Gather every line of the data below that contains the word "ceiling", and copy each one in full. Case counts.

(Dataset excerpt)
* * * * * * * * *

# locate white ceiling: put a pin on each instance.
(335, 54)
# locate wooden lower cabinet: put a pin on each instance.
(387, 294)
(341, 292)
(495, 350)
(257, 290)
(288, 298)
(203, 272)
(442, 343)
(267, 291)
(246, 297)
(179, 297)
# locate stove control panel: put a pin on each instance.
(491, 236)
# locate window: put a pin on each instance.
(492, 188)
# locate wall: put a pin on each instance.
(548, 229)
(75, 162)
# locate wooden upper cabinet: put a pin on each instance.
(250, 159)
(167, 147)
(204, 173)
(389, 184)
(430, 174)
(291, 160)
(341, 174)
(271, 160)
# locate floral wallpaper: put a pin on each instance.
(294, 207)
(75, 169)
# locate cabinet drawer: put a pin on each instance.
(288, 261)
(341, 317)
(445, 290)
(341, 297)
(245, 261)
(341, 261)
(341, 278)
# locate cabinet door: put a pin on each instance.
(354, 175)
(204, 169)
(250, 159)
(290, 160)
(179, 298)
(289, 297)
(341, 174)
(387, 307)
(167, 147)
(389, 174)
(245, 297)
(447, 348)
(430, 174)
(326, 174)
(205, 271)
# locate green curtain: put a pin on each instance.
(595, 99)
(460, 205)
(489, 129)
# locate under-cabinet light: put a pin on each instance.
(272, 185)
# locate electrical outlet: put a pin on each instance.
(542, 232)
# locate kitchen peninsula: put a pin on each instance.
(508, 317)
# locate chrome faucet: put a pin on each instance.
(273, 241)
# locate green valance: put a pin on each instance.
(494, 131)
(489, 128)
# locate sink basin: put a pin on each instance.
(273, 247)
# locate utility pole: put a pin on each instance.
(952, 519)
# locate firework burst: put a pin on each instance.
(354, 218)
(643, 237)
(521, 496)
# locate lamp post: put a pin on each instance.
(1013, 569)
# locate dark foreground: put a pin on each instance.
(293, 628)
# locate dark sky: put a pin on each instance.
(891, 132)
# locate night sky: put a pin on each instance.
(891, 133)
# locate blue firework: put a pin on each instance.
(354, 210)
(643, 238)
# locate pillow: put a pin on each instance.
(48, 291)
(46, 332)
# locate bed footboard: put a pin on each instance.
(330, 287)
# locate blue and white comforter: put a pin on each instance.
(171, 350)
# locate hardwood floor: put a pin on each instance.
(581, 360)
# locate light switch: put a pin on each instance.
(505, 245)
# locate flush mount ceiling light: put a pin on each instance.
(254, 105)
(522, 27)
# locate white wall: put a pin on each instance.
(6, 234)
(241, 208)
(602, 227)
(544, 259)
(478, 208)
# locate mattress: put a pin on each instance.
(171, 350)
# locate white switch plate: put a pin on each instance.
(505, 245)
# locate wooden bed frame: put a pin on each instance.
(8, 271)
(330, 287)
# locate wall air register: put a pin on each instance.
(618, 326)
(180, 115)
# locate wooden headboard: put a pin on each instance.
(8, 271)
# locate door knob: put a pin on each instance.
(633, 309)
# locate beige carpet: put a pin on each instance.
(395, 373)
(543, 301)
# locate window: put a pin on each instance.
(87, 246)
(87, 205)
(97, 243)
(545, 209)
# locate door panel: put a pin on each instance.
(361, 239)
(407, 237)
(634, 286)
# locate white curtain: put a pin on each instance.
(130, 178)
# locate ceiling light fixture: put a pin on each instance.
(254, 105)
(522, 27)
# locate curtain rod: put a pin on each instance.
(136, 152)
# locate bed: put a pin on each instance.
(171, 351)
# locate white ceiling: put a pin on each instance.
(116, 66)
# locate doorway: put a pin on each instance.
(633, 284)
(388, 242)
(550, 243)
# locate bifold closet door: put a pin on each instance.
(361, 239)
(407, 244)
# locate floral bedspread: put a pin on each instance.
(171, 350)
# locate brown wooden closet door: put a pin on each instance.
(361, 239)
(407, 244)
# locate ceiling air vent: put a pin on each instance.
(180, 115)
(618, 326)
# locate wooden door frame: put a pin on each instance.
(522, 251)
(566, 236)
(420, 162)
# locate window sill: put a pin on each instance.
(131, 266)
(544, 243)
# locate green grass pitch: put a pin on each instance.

* * * * * * * * *

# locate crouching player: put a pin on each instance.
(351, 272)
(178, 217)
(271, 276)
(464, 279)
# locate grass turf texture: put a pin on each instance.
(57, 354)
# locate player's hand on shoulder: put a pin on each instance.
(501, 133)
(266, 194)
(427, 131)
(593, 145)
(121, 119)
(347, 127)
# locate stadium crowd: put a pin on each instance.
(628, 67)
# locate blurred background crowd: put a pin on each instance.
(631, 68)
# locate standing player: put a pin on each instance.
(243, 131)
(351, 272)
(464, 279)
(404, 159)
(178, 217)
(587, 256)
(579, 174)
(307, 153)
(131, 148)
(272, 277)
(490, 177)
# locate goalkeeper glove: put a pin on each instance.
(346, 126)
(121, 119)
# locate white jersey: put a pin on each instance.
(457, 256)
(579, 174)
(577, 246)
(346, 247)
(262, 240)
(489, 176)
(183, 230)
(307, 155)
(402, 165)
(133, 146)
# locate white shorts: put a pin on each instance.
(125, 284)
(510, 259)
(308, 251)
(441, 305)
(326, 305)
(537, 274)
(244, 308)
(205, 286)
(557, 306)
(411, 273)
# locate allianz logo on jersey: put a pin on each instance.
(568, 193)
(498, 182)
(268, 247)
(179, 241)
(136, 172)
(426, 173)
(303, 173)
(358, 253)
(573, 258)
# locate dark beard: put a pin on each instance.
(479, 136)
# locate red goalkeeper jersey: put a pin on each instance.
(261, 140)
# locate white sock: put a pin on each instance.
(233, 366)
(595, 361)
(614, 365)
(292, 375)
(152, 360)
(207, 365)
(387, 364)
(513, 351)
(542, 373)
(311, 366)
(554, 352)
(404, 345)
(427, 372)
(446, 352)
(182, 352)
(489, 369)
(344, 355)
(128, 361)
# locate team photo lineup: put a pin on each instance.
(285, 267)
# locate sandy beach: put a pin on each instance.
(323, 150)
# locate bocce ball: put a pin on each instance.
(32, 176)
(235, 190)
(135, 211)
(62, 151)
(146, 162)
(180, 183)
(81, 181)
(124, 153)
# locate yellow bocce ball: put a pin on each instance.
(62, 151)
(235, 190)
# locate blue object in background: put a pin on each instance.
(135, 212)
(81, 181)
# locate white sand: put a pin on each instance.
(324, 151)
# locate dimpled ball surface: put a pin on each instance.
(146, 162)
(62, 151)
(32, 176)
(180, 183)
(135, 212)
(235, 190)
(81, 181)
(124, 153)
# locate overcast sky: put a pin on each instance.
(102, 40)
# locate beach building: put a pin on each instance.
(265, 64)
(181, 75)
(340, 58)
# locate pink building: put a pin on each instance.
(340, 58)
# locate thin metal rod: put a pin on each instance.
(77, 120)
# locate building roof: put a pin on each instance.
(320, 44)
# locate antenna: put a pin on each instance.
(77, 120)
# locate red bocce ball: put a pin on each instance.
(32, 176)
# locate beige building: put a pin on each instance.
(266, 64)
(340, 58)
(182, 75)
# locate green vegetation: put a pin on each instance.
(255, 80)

* * * * * * * * *

COMPLETE OUTPUT =
# locate white ceiling: put a pin on each instance.
# locate flush mount ceiling light: put a pin on each instance.
# locate ceiling light fixture: put a pin on each instance.
# locate white ceiling: put a pin on each instance.
# locate ceiling air vent: put a pin on each instance.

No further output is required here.